··· Text segment ···

Putting CO2 Away for Good by Turning it Into Stone

Putting CO2 Away for Good by Turning it Into Stone

By Martin Stute

We seriously need to do something about CO2 emissions. Besides shifting to renewable energy sources and increasing energy efficiency, we need to start putting some of the CO2 away before it reaches the atmosphere. Perhaps the impacts of human-induced climate change will be so severe that we might even have to capture CO2 from the air and convert it into useful products such as plastic materials or put it someplace safe.

A group of scientists from several European countries and the United States including myself met in the middle, in Iceland, to figure out how CO2 could be put away safely—in the ground. In a recently published study, we demonstrated that two years after injecting CO2 underground at our pilot test site in Iceland, almost all of it has been converted into minerals.


The injection well that pumped waste CO2 and hydrogen sulfide gas from a geothermal well underground. Credit: Martin Stute

The injection well that pumped waste CO2 and hydrogen sulfide gas from a geothermal well underground. Credit: Martin Stute

Iceland is a very green country; almost all of its electricity comes from renewable sources including geothermal energy. Hot water from rocks beneath the surface is converted into steam which drives a turbine to generate electricity. However, geothermal power plants there do emit CO2 (much less than a comparable coal-fired power plant) because the hot steam from deep wells that runs the turbines also contains CO2 and sometimes hydrogen sulfide (H2S). Those gases usually just get released into the air.

Is there another place we could put these gases?

Conventional carbon sequestration deposits CO2 into deep saline aquifers or into depleted oil and natural gas reservoirs. CO2 is pumped under very high pressure into these formations and, since they held gases and fluids already over millions of year in place, the probability of CO2 leaking out is minuscule, as many studies have shown.

In a place like Iceland with its daily earthquakes cracking the volcanic rocks (basalts), this approach would not work. The CO2 could bubble up through cracks and leak back into the atmosphere.

···

*Tasks to carry out*
a) Answer these questions using the text on turning CO2 into stone.
(i) How long after the CO2 was injected at the pilot test site had almost all of it been converted into minerals?
(ii) Besides CO2, what gas does the hot steam from deep geothermal wells sometimes contain?
(iii) Where does conventional carbon sequestration deposit CO2?
b) Reproduce word for word the part of the text on turning CO2 into stone that opens with the words containing "In a place like" and closes with "into the atmosphere.".

··· Stored data ···

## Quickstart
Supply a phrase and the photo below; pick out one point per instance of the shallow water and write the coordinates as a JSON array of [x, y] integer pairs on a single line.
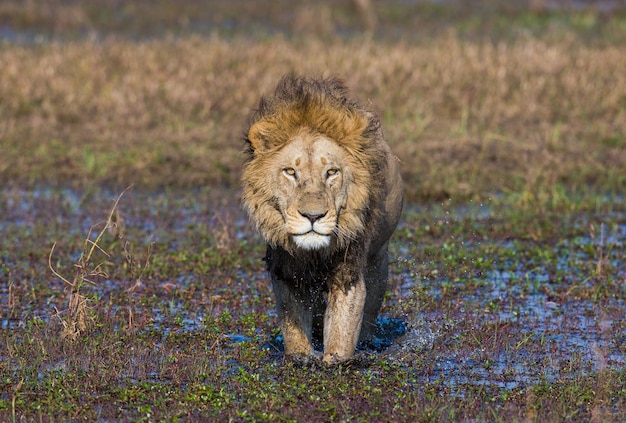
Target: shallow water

···

*Expected outputs*
a)
(i) Two years.
(ii) Hydrogen sulfide (H2S).
(iii) Into deep saline aquifers or into depleted oil and natural gas reservoirs.

b)
In a place like Iceland with its daily earthquakes cracking the volcanic rocks (basalts), this approach would not work. The CO2 could bubble up through cracks and leak back into the atmosphere.